Your job is to identify and return all entity names and their
types for a given piece of text. You are to strictly conform
only to the following entity types: Person, Location, Organization
and DateTime. If uncertain about entity type, please ignore it.
Be careful of certain acronyms, such as role titles "CEO", "CTO",
"VP", etc - these are to be ignore.""",
},
{
"role": "user",
"content": "Samuel Harris Altman (born April 22, 1985) is an American entrepreneur and investor best known as the CEO of OpenAI since 2019 (he was briefly fired and reinstated in November 2023)."
}
],
response_format=NamedEntities
)
When we review the output, we can see that the completion has populated our schema exactly as we wanted. Although, we should be skeptical of the start and end character offsets. We’ll import the data into Label Studio to see what we get.

## [HOW TO COMPLETE THIS TASK]
Extend the passage about named entity extraction with a response schema, starting after its final sentence. The rows that follow come from a separate source.

## [EXTRACTED MATERIAL]

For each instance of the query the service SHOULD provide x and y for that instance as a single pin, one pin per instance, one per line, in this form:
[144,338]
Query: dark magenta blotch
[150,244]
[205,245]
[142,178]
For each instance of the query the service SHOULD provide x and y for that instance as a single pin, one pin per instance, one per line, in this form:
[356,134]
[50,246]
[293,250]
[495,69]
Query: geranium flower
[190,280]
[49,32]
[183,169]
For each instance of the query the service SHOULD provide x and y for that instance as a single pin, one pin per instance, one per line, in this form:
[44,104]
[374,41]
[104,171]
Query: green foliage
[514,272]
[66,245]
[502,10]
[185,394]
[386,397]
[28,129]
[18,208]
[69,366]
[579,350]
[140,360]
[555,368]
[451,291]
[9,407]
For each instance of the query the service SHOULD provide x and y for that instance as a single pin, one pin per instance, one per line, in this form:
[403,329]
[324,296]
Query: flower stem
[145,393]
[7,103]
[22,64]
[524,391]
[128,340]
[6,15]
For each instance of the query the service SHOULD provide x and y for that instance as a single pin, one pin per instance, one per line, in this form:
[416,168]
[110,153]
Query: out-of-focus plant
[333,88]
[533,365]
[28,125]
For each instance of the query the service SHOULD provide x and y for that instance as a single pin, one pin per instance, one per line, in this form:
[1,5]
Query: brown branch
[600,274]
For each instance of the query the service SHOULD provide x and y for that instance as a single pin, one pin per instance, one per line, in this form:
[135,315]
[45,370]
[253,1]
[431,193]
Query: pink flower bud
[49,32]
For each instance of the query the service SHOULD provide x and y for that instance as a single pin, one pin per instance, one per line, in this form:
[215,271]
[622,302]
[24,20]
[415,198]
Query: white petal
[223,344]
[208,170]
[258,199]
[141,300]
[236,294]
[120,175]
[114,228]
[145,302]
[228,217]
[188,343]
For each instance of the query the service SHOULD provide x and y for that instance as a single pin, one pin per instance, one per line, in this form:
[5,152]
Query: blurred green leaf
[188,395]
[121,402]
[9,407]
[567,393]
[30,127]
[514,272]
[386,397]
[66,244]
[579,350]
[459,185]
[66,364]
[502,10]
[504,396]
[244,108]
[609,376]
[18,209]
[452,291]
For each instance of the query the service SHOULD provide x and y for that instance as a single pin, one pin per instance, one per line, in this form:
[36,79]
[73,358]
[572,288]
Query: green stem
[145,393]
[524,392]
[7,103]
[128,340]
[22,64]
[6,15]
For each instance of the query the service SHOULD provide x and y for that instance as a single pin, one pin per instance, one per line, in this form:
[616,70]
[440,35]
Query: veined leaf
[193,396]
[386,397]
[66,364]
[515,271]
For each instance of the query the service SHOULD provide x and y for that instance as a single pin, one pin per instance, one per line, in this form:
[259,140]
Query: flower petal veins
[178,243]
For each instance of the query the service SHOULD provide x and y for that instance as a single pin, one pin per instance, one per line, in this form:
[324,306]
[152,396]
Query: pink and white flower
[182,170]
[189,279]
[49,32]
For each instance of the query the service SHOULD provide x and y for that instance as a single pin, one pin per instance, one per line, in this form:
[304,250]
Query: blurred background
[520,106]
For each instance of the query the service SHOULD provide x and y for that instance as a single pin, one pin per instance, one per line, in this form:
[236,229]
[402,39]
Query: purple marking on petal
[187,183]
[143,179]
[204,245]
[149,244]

## [RESPONSE TO THIS EXERCISE]
{
"data": {
"text": "Samuel Harris Altman (born April 22, 1985) is an American entrepreneur and investor best known as the CEO of OpenAI since 2019 (he was briefly fired and reinstated in November 2023)."
},
"predictions": [
{
"model_version": "2023.10.01",
"result": [
{
"id": "1",
"from_name": "label",
"to_name": "text",
"type": "labels",
"value": {
"start": 0,
"end": 19,
"score": 0.95,
"text": "Samuel Harris Altman",
"labels": [
"Person"
]
}
},
{
"id": "2",
...
]
}
]
}
The model accurately identifies entities, but it struggles with providing the correct character offsets needed for Label Studio to pinpoint their positions in the text.
While identifying entities is the more complex task, the model’s character offsets—which indicate the entities’ locations in the text—are inaccurate. Since determining the exact position of characters in a string is straightforward programmatically, a regex or similar post-processing technique can be used to adjust and align the entities correctly. Here’s a simple python snippet to fix this issue.
import re
json_data = json.loads(completion.choices[0].message.content)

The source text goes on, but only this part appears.